## What you will do
Output, word for word, every line from the line with "Keypoint placement for each instance of the white crosswalk" through the final line of the data below.

[Point annotation dataset records]
━━━━━━
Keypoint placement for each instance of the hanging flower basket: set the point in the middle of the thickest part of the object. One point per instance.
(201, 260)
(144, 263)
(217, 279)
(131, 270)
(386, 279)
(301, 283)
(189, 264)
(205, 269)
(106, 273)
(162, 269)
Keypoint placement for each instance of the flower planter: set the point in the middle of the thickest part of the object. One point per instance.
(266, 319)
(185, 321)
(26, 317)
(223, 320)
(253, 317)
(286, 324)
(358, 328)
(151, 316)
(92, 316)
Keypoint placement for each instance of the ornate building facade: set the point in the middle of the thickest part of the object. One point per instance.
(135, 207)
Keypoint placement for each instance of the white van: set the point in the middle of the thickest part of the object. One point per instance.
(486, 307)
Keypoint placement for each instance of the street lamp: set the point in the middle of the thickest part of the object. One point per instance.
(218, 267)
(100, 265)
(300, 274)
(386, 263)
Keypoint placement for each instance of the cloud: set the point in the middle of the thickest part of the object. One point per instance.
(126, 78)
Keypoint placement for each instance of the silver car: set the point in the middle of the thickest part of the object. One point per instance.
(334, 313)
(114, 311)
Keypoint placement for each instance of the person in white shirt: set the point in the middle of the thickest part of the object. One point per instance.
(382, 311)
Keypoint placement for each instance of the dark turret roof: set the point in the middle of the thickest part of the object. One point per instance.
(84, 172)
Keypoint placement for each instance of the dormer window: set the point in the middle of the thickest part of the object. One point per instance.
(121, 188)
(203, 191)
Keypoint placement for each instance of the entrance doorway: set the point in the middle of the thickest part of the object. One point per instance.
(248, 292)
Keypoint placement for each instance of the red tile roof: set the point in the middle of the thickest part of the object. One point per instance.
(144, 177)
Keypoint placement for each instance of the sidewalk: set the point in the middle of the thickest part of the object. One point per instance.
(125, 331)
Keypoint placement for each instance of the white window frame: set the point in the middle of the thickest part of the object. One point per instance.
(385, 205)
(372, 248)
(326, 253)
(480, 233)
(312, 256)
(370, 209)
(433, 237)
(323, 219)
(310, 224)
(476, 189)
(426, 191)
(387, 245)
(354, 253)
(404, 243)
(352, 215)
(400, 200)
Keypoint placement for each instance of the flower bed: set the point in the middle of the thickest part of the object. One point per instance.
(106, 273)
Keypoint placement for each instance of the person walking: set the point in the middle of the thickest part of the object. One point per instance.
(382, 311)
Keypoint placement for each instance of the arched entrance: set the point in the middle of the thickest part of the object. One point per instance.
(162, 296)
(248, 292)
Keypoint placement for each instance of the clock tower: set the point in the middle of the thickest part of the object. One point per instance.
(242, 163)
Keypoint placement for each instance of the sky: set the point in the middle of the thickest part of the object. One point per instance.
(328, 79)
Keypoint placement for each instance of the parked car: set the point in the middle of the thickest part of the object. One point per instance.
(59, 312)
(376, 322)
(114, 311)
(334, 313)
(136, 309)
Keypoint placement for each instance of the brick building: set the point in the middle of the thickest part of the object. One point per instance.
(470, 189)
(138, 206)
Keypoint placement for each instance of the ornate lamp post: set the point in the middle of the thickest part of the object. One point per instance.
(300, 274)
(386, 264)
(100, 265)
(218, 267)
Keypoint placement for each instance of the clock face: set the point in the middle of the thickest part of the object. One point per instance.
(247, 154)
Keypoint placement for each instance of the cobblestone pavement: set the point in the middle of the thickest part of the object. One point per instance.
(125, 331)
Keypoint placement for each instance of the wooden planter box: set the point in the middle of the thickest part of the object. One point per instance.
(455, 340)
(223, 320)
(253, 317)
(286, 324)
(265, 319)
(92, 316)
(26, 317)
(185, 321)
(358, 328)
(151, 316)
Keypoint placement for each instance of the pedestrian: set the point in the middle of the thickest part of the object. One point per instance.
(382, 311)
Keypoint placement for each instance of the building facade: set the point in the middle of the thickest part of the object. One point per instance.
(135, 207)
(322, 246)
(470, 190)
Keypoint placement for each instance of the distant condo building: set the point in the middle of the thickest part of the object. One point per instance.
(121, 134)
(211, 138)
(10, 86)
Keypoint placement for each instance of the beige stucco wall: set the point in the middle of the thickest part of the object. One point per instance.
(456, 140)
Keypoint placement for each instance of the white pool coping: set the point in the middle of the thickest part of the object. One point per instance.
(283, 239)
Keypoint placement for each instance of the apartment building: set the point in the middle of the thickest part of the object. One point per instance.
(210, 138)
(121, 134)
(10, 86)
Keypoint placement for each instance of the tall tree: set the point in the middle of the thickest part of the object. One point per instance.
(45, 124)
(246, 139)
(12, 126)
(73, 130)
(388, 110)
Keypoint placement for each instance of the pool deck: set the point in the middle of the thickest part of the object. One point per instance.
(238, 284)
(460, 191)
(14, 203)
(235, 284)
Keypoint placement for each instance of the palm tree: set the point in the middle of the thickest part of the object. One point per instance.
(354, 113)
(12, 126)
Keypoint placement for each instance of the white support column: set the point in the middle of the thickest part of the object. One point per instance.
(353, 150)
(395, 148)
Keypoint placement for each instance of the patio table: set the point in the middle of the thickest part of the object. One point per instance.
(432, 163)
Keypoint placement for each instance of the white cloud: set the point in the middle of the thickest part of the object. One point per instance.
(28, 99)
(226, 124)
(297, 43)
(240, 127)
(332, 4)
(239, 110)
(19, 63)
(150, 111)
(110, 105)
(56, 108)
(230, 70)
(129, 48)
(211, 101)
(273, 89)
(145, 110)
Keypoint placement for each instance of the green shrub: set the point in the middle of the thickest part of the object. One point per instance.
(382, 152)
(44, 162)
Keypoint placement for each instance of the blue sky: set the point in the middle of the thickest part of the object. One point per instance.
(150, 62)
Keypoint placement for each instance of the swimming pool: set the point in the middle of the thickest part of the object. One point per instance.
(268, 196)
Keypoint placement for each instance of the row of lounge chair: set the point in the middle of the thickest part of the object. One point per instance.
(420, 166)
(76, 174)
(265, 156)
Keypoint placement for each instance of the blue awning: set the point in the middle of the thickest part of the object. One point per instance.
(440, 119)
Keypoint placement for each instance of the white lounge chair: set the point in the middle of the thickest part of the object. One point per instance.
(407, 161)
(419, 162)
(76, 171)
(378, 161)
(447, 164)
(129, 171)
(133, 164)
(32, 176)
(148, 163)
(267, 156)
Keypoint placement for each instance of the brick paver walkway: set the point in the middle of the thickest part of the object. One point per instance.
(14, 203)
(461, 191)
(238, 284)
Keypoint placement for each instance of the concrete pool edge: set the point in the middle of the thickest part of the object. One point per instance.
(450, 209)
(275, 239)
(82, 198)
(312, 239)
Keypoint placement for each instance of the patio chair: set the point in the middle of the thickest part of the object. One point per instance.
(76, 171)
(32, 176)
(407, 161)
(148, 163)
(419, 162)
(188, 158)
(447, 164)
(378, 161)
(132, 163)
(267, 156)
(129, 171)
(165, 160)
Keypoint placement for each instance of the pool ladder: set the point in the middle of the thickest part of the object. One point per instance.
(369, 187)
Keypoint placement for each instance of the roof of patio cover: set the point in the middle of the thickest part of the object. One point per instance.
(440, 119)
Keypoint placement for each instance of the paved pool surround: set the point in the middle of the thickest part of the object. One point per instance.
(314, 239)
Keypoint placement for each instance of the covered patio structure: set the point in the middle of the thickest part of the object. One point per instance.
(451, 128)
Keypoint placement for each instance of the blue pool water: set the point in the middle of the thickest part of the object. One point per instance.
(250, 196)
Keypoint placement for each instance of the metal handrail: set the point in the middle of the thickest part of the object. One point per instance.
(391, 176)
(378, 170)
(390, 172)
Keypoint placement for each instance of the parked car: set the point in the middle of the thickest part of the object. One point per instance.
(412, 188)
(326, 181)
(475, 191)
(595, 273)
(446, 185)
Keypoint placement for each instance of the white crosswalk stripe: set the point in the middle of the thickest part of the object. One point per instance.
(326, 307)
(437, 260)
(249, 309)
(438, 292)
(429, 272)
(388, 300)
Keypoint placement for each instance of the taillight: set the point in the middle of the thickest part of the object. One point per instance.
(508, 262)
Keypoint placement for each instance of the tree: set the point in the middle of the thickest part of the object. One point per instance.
━━━━━━
## Written response
Keypoint placement for each instance of the white crosswalk stripe: set the point in the middle of the thickest part of the object. One point per instance.
(326, 307)
(437, 260)
(249, 309)
(438, 292)
(429, 272)
(388, 300)
Keypoint placement for each instance of the taillight: set the point in the middle of the thickest part of the object. One point per instance.
(508, 262)
Keypoint placement for each instance of the tree: set the point in the middle of the thickest part of the object. One point per instance.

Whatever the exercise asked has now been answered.